QUOTED PASSAGE:
I haven't bought jeans in quite some time-- no, I'm serious.  I decided when I lost weight just to buy a few pairs of every day type jeans.  Prior to the anorexia, I had at least 20 pairs of jeans-- boot cut, wide leg, dark wash, regular wash, etc.  A few days ago, I was getting dressed to take my daughter to a birthday party and was planning on wearing jeans.  A couple of my newer pairs of jeans were either dirty or didn't "have the look" I was going for that day.  I wanted to wear a pair of boot cut, dark blue jeans and I didn't have a pair.  This is when the madness began to set in.... Given that I have all these jeans I thought at least one of the pairs I have that fit this description would fit. ...wrong.  Nearly 11 pairs later, I realized none of my jeans fit me.  OK, well, time to go shopping then.

COLLECTED MATERIAL:
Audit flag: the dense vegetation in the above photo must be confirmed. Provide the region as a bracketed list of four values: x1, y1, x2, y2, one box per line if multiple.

REQUIRED TASKS:
[1] Condense the paragraph of the passage about jeans that begins "I haven't bought jeans in quite some time" into a short bulleted list that keeps its main facts.
[2] Write out the stretch of the passage about jeans from "I haven't bought" through "go shopping then.".

SOLUTIONS TO THE EXERCISE:
[1]
- The writer hasn't bought jeans in a long time and, after losing weight, bought only a few pairs of everyday jeans.
- Before the anorexia, the writer owned at least 20 pairs in styles such as boot cut, wide leg, dark wash and regular wash.
- A few days ago, while dressing to take a daughter to a birthday party, the writer found the newer pairs either dirty or lacking the desired look.
- Wanting boot cut, dark blue jeans, the writer tried nearly 11 older pairs, and none of them fit.
- The writer concluded it was time to go shopping.

[2]
I haven't bought jeans in quite some time-- no, I'm serious.  I decided when I lost weight just to buy a few pairs of every day type jeans.  Prior to the anorexia, I had at least 20 pairs of jeans-- boot cut, wide leg, dark wash, regular wash, etc.  A few days ago, I was getting dressed to take my daughter to a birthday party and was planning on wearing jeans.  A couple of my newer pairs of jeans were either dirty or didn't "have the look" I was going for that day.  I wanted to wear a pair of boot cut, dark blue jeans and I didn't have a pair.  This is when the madness began to set in.... Given that I have all these jeans I thought at least one of the pairs I have that fit this description would fit. ...wrong.  Nearly 11 pairs later, I realized none of my jeans fit me.  OK, well, time to go shopping then.